**THE INPUT:**
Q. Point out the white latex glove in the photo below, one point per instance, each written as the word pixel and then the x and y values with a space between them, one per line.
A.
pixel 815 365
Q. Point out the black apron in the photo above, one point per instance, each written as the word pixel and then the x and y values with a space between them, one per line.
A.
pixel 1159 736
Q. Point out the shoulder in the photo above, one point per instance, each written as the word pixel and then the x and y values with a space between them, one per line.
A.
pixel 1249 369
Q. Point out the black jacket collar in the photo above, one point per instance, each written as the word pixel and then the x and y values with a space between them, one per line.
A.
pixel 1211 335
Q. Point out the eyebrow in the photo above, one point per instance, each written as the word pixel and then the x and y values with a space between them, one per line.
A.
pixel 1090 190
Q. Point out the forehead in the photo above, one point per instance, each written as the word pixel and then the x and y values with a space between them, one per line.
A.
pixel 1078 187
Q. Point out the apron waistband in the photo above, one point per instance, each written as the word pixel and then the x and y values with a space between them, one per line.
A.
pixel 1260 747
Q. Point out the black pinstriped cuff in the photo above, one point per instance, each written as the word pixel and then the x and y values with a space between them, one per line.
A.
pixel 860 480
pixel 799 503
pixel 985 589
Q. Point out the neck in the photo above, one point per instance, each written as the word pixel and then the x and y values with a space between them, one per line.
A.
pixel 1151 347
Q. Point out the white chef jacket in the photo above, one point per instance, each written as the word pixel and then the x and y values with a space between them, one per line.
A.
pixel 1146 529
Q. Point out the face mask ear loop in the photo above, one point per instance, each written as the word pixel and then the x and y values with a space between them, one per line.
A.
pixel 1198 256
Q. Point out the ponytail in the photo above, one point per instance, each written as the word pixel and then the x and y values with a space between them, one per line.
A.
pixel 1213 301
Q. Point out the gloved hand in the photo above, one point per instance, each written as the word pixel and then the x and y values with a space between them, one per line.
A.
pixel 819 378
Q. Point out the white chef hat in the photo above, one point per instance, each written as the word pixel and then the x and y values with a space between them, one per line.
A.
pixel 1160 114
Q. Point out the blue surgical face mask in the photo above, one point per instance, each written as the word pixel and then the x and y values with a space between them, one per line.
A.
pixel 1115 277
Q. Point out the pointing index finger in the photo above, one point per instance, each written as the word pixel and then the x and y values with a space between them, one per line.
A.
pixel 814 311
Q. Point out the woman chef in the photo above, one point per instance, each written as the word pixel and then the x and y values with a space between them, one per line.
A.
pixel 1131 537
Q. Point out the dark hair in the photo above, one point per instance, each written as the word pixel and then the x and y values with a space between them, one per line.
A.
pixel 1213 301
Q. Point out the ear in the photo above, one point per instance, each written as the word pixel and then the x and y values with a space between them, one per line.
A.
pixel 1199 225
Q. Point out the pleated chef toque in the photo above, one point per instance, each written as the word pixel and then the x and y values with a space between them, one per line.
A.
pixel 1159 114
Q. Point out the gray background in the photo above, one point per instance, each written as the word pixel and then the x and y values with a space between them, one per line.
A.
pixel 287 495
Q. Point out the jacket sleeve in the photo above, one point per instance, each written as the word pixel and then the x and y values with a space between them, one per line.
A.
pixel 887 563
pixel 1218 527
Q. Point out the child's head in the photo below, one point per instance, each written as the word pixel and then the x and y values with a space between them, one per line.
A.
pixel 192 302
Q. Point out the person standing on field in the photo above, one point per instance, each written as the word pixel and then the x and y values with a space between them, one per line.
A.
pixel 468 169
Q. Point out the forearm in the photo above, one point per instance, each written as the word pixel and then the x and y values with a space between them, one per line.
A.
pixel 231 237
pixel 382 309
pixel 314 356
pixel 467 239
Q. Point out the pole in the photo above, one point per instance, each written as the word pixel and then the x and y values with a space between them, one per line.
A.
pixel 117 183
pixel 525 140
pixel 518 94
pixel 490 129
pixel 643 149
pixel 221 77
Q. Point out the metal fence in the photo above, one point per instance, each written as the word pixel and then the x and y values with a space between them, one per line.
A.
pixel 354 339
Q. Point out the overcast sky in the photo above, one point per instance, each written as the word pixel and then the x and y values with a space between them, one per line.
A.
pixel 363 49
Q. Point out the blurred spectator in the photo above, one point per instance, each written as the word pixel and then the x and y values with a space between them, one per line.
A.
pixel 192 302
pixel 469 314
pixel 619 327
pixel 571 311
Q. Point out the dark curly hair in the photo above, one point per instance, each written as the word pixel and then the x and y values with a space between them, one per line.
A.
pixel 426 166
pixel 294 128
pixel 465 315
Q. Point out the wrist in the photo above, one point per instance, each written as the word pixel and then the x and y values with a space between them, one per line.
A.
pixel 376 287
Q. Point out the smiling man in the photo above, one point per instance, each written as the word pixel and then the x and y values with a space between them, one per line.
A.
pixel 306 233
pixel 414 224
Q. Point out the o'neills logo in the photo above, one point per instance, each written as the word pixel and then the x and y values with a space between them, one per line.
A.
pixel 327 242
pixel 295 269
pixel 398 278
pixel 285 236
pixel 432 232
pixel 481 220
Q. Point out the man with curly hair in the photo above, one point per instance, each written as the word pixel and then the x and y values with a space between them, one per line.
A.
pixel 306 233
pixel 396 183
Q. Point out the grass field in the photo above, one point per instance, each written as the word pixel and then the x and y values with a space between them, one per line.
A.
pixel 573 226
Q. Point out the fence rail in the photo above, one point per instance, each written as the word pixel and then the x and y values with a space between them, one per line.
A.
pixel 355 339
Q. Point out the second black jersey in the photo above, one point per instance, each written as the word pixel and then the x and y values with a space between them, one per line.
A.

**WHAT NEEDS TO BE DONE:** Would you please write out all the entries exactly?

**ANSWER SPACE:**
Q. Point out the white latex glove in the photo below, one point per instance, each written as the word pixel and then the x and y values with a space between them, one per line.
A.
pixel 815 365
Q. Point out the black apron in the photo above, one point per instance, each written as the word pixel and then the x and y values with a space between them, one per line.
A.
pixel 1159 736
Q. Point out the shoulder in the photo above, one point per instance, each written as the word pixel and then the x and y values with a space between them, one per line.
A.
pixel 1249 369
Q. Point out the black jacket collar in the photo above, one point per instance, each written as the word pixel and then the x and y values with a space between them, one per line.
A.
pixel 1211 335
Q. Point out the eyebrow in the photo above, one point per instance, each written as the word pixel and then the x and y values with a space between them, one per line.
A.
pixel 1090 190
Q. Point out the forehead in the photo above, one point per instance, each written as the word pixel and then the x and y values with a space between them, one per line.
A.
pixel 1078 187
Q. Point out the apron waistband in the photo above, one point per instance, each written as the word pixel and then the x and y values with a space between them, one per line.
A.
pixel 1260 747
Q. Point out the black pinstriped cuff in the photo above, one point per instance, each written as the word pixel and then the x and y values with a space between them, one per line.
A.
pixel 860 480
pixel 799 503
pixel 985 589
Q. Point out the neck in the photo above, one point per instance, each written as the word pixel and then the x and y values with a space between them, one per line.
A.
pixel 1151 347
Q. Point out the white chef jacket in the photo above, one point per instance, each written as the word pixel and then the x and y values with a space between them, one per line.
A.
pixel 1146 529
Q. Point out the face mask ear loop in the photo above, one point per instance, each written as the word pixel and then the x and y values with a space between them, one per line.
A.
pixel 1198 256
Q. Point out the ponytail in the photo above, one point per instance, each written as the word pixel and then the x and y values with a space between them, one per line.
A.
pixel 1213 301
Q. Point out the gloved hand in the photo above, one point per instance, each written as the word pixel and then the x and y values with a space between them, one per line.
A.
pixel 819 378
Q. Point out the white chef hat in the photo above, one point per instance, each written as the word pixel and then the x and y values with a space between them, one per line.
A.
pixel 1160 114
Q. Point out the blue surgical face mask in the photo above, one point per instance, each written as the word pixel and then the x and y values with a space between them, one per line.
A.
pixel 1115 277
Q. Point out the pointing index finger in the photo above, one point per instance, each written as the word pixel and then the x and y values with a space between them, one per line.
A.
pixel 814 311
Q. Point out the woman chef in the photo above, one point per instance, each written as the word pixel and then the x and y values with a space between them, one per line.
A.
pixel 1131 537
Q. Point out the dark hair in the photo above, one point per instance, each written as the word pixel and then the x and y values with a space between them, one per line.
A.
pixel 1213 301
Q. Point out the ear in the photo above, one point per instance, each written as the word pixel and then the x and y values with a space between them, one per line.
A.
pixel 1199 225
Q. Point out the pleated chef toque in the photo above, one point per instance, each written as the word pixel and then the x and y values with a space between them, one per line.
A.
pixel 1159 114
Q. Point out the gray background in the photo above, one point per instance, each written as the word pixel and then the x and y values with a space between them, one per line.
A.
pixel 287 495
Q. Point out the jacket sleeve in the photo above, one point per instance, each written as the word pixel and then the x and y values with a space between them, one per line.
A.
pixel 887 563
pixel 1218 527
Q. Point out the child's head in the photo below, one point per instance, each written as the word pixel and then the x and y values with a space between them, one per line.
A.
pixel 192 302
Q. Point out the person standing on field in the photo above, one point per instance, each written as the word pixel and then the x and y values with a space between them, one per line.
A.
pixel 468 169
Q. Point out the forearm in the photo above, one point per instance, each written as the word pixel and then the x and y values with a space between them, one per line.
A.
pixel 231 237
pixel 382 309
pixel 314 356
pixel 467 239
Q. Point out the pole in the photo above, one point per instance, each written as the word pixel and then the x and y values with a space between them, one per line.
A.
pixel 117 183
pixel 525 140
pixel 518 94
pixel 490 129
pixel 643 149
pixel 221 77
Q. Point out the metal fence in the photo above, one point per instance, each written as the word pixel and then the x and y values with a space between them, one per line.
A.
pixel 354 339
Q. Point out the overcast sky in the photo above, one point per instance, each written as the word pixel and then the x and y values with a space between them, one per line.
A.
pixel 363 49
Q. Point out the blurred spectator in the photo above, one point per instance, each written as the word pixel and then the x and y values with a space between them, one per line.
A.
pixel 192 302
pixel 469 314
pixel 619 327
pixel 571 311
Q. Point out the dark curly hair in the photo above, one point per instance, each written as the word pixel and then the x and y values with a space between them, one per line.
A.
pixel 426 166
pixel 294 128
pixel 465 315
Q. Point out the wrist in the photo above, one point per instance, each written as the word pixel and then the x and y values with a space between them, one per line.
A.
pixel 376 287
Q. Point out the smiling man in the photo above, one point per instance, each written as the word pixel and then the x and y values with a space between them, one per line.
A.
pixel 306 233
pixel 414 224
Q. Point out the o'neills logo in the photo above, one point per instance, each written as the word pixel and then the x and y values with a space between them, one per line.
A.
pixel 327 242
pixel 295 269
pixel 398 278
pixel 285 236
pixel 432 232
pixel 481 220
Q. Point out the man with curly hair in the photo above, one point per instance, each written as the word pixel and then the x and y values with a space between them, one per line.
A.
pixel 306 233
pixel 396 183
Q. Point out the grass field in the photo above, one point per instance, each written as the word pixel and then the x and y values with a space between them, one per line.
A.
pixel 573 226
Q. Point out the fence rail in the photo above, one point per instance, each written as the word pixel and then the x and y values with a space between them, one per line.
A.
pixel 355 339
Q. Point out the second black jersey in the photo above, one point per instance, each written as the word pixel and then the x and y values with a space between them, one per line.
A.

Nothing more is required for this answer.